THE PROBLEM: Which lines of the listing below contain the word "helmet", with matching case? Report each of those lines in full.

MATERIAL:
[Start]

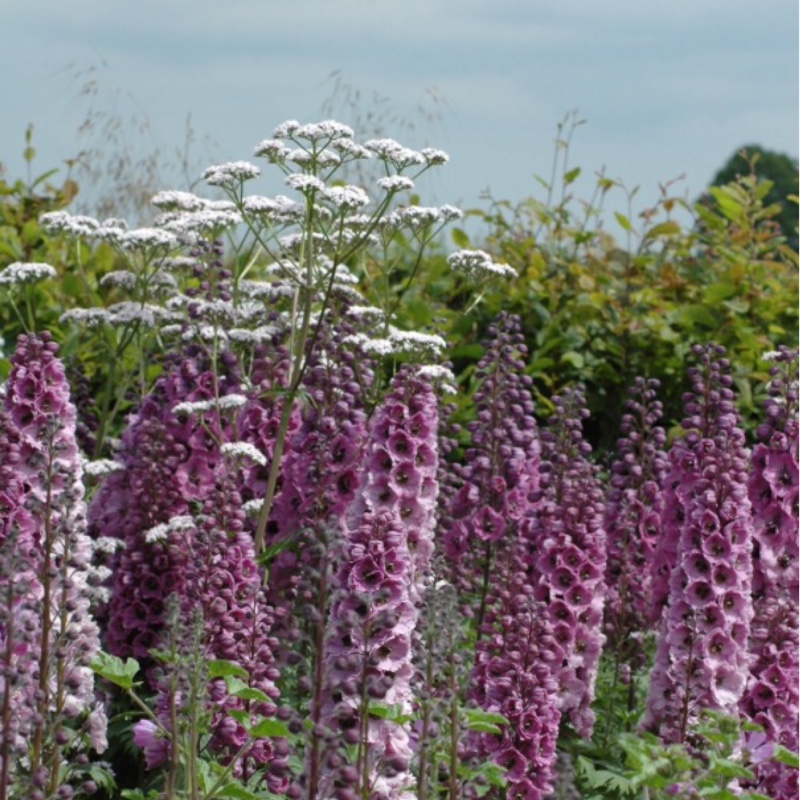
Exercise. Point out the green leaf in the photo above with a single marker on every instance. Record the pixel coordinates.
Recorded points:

[End]
[Start]

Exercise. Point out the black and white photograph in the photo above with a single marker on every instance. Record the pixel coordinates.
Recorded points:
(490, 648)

[End]
[Start]

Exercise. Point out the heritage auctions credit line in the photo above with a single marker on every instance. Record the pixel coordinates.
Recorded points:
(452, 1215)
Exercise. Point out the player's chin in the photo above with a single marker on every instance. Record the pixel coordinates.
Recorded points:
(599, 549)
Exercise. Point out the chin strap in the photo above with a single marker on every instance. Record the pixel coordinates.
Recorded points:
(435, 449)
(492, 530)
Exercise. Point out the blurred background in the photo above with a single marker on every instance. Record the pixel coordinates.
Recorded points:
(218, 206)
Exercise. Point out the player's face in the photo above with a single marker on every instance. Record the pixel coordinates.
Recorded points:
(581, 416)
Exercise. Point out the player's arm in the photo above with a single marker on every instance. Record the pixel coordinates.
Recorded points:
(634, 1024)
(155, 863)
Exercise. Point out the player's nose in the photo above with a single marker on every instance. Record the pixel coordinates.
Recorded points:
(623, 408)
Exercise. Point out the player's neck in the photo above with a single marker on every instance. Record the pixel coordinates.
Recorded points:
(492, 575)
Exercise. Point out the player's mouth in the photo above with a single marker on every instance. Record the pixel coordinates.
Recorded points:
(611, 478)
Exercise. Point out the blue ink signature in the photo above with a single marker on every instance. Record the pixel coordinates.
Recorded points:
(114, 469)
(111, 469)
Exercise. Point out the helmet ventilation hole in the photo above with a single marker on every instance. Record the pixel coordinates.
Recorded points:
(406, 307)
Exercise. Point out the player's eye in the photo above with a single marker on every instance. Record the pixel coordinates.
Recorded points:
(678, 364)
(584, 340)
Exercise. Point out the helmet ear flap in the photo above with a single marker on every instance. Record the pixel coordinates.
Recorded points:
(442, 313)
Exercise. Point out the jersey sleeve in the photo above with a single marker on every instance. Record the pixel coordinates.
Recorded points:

[End]

ANSWER TO THIS TASK:
Exercise. Point out the helmet ventilation hole in the photo above with a single marker on every instance. Record the pixel coordinates.
Exercise. Point out the helmet ear flap in the photo above with a single marker on every instance. Record the pixel coordinates.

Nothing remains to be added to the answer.